TEXTO:
Opinión

El humor castigado

Recuerdo yo con nostalgia aquellos lejanos tiempos en los que los humoristas e incluso los particulares en interminables veladas que acababan pasadas de copas a las tantas de la mañana, no tenían filtro alguno para contar chistes porque contar chistes era una función social no exenta de nobleza ya que contribuían a animar las reuniones y ponían en el mapa profesiones, caracteres e incluso lugares geográficos apenas conocidos. Era el caso de Lepe, un pueblo costero de la provincia de Huelva, luminoso y trabajador donde los hubiere, con una renta per cápita que era la envidia de miles de municipios y que se puso de moda no solo por sus playas, sino por los chistes de leperos que, solían ser versiones actualizadas de otros más antiguos de paletos o huertanos de donde fueran y tuvieran fama de poco espabilados.

EJERCICIOS:
a – Según la columna sobre el humor castigado, ¿en qué provincia está Lepe?
b – Extrae literalmente de la columna sobre el humor castigado el fragmento que comienza con "Recuerdo yo con" y llega hasta "de poco espabilados.".
c – Escribe cómo sigue la columna sobre el humor castigado a partir de su última frase.
Las filas que siguen proceden de otra fuente.

FILAS DE DATOS:
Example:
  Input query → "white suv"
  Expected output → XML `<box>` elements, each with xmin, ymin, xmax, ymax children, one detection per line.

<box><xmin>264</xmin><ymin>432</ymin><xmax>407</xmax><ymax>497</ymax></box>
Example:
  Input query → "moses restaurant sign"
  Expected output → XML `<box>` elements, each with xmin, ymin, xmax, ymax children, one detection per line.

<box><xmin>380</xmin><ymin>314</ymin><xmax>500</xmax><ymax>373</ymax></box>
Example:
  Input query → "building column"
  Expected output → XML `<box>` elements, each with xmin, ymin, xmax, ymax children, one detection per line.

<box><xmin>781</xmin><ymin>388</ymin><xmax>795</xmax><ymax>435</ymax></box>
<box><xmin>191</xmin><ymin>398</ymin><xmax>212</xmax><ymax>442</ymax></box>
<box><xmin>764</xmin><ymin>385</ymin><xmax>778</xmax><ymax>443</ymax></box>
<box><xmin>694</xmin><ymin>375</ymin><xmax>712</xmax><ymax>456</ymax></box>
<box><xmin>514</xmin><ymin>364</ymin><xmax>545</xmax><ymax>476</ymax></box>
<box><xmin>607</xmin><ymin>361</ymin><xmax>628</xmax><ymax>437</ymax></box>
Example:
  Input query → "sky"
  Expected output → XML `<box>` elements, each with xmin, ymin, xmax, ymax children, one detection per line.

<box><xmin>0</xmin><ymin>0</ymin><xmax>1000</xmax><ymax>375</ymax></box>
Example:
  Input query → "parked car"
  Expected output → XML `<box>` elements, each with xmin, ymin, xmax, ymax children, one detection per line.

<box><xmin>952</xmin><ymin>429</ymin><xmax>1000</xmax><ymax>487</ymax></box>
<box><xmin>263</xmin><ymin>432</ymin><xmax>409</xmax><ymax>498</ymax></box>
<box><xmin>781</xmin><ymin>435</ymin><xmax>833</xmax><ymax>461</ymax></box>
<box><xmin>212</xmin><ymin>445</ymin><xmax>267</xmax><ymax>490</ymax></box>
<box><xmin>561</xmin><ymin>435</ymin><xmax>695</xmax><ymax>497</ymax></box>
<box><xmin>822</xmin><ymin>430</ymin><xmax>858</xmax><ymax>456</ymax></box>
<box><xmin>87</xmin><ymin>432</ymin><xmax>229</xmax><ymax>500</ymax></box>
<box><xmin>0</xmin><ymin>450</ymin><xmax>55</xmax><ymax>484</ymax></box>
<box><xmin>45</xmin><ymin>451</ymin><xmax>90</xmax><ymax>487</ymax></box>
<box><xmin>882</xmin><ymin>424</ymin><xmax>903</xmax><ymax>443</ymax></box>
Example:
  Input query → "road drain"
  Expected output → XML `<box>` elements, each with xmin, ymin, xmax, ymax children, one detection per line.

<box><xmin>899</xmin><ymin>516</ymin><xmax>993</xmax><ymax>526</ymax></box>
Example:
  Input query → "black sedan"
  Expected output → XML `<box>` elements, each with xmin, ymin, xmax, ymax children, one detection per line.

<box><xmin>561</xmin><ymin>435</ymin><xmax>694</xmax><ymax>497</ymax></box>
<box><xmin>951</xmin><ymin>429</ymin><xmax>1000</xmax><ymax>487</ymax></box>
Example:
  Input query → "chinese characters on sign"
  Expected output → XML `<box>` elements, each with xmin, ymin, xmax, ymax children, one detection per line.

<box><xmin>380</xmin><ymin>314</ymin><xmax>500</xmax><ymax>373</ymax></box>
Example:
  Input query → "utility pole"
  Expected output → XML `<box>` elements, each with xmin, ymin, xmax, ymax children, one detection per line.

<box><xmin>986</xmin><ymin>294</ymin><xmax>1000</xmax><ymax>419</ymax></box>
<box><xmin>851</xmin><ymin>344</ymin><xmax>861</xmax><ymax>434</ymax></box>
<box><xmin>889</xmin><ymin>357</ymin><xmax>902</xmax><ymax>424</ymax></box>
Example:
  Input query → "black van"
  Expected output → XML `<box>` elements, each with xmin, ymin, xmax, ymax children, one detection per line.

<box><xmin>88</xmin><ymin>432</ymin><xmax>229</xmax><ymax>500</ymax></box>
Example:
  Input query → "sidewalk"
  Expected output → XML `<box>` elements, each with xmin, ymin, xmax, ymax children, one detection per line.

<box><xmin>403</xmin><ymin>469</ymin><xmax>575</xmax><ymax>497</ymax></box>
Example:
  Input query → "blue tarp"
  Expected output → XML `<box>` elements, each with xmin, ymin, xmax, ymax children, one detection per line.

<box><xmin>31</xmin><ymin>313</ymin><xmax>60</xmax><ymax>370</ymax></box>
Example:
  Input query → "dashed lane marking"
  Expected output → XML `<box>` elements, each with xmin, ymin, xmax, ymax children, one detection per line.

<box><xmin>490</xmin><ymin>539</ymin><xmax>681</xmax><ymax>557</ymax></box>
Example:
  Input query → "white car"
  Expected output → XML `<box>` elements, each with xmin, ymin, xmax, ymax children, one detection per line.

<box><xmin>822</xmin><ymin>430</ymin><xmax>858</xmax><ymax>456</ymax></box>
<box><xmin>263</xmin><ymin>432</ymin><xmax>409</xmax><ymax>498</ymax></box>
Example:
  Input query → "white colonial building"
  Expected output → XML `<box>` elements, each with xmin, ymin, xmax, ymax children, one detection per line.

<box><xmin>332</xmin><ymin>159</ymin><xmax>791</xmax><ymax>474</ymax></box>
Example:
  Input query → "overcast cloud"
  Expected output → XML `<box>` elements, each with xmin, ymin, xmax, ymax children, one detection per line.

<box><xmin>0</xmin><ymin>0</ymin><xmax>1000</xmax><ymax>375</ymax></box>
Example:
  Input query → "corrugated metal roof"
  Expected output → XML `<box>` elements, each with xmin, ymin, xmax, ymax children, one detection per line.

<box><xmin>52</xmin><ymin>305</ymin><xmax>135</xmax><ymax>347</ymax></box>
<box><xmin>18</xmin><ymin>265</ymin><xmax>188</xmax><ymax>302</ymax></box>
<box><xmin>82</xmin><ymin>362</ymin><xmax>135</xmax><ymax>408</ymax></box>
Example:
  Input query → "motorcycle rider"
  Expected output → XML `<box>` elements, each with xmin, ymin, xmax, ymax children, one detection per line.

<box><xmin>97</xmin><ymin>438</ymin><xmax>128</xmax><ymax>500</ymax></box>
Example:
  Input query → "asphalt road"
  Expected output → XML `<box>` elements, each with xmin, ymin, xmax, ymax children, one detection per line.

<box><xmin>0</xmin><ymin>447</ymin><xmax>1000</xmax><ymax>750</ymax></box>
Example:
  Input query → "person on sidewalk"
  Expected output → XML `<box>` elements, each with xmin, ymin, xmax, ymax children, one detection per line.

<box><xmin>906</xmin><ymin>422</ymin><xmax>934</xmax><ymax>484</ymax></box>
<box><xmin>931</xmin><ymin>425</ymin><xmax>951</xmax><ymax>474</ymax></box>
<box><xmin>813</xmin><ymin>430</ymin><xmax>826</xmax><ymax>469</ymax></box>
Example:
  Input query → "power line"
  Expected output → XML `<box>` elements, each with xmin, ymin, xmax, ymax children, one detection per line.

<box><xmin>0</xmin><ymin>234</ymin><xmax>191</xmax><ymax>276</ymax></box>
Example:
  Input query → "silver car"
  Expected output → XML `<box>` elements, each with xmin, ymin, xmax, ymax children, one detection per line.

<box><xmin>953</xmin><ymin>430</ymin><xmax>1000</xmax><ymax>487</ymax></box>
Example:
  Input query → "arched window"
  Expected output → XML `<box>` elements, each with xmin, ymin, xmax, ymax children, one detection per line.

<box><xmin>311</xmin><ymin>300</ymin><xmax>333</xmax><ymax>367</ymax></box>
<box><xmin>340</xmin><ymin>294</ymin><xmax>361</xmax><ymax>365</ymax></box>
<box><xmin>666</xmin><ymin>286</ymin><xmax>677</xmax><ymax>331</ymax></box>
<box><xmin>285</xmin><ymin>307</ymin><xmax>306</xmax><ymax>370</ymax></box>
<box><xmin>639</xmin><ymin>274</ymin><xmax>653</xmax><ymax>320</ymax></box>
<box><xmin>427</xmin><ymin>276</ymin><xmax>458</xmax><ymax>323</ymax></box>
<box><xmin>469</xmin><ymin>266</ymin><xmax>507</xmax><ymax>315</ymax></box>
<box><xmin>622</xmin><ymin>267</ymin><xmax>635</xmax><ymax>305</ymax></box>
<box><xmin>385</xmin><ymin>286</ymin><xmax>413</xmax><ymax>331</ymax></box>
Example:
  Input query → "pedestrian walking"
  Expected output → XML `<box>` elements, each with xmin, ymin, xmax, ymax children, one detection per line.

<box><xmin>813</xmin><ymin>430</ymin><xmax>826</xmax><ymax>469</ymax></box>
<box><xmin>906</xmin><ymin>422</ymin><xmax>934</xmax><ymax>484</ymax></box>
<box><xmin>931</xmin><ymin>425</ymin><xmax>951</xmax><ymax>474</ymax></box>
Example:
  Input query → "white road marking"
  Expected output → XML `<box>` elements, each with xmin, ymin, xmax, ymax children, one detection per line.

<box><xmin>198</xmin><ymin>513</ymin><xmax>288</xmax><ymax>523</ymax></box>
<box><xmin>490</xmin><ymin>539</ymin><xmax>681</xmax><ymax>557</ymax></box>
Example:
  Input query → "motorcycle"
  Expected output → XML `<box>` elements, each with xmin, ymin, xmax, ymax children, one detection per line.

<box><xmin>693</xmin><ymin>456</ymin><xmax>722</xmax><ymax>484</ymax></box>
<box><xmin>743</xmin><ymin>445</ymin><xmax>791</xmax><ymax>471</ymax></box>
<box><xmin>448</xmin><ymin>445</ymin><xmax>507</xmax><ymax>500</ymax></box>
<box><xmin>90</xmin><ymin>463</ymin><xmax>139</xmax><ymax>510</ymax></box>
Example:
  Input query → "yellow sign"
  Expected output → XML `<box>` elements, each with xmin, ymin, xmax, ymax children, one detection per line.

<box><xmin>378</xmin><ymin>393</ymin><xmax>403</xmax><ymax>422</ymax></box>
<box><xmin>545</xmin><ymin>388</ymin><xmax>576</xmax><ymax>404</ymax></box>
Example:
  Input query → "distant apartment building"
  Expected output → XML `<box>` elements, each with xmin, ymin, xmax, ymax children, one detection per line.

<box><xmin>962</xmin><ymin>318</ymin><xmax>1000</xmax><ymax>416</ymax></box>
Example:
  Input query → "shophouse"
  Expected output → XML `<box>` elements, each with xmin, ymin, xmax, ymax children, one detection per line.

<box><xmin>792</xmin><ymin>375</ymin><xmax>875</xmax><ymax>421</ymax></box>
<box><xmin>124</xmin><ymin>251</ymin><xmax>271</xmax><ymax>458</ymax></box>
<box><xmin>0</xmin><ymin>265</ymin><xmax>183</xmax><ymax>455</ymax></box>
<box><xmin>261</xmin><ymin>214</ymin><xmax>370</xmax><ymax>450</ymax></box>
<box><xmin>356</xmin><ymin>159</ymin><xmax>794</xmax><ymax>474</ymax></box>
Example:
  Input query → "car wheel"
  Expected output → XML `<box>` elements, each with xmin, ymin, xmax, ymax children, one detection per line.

SOLUCIONES:
a – En la provincia de Huelva.

b –
Recuerdo yo con nostalgia aquellos lejanos tiempos en los que los humoristas e incluso los particulares en interminables veladas que acababan pasadas de copas a las tantas de la mañana, no tenían filtro alguno para contar chistes porque contar chistes era una función social no exenta de nobleza ya que contribuían a animar las reuniones y ponían en el mapa profesiones, caracteres e incluso lugares geográficos apenas conocidos. Era el caso de Lepe, un pueblo costero de la provincia de Huelva, luminoso y trabajador donde los hubiere, con una renta per cápita que era la envidia de miles de municipios y que se puso de moda no solo por sus playas, sino por los chistes de leperos que, solían ser versiones actualizadas de otros más antiguos de paletos o huertanos de donde fueran y tuvieran fama de poco espabilados.

c –
Antes, un suponer, uno solicitaba venia para contar determinados chistes. Por ejemplo, recuerdo que en muchas ocasiones me pedían disculpas antes de contar un chiste de chulos madrileños pero se contaban, yo sonreía muy fino, y Santas Pascuas. Lo mismo ocurría con los de andaluces y su siesta continua, los de catalanes y su conocido amor por la pela, los de vascos y su fortaleza innata, o los de baturros que obligaban a descarrilar un tren o de un zurriagazo cambiaban un río de cauce. Había chistes de curas y monjas, de médicos, de gitanos, de casas de lenocinio y de homosexuales –en ninguno de los dos casos se utilizaban estos delicados apelativos sino algo más potente- y las gentes no se liaban a mamporros porque estaba habituada.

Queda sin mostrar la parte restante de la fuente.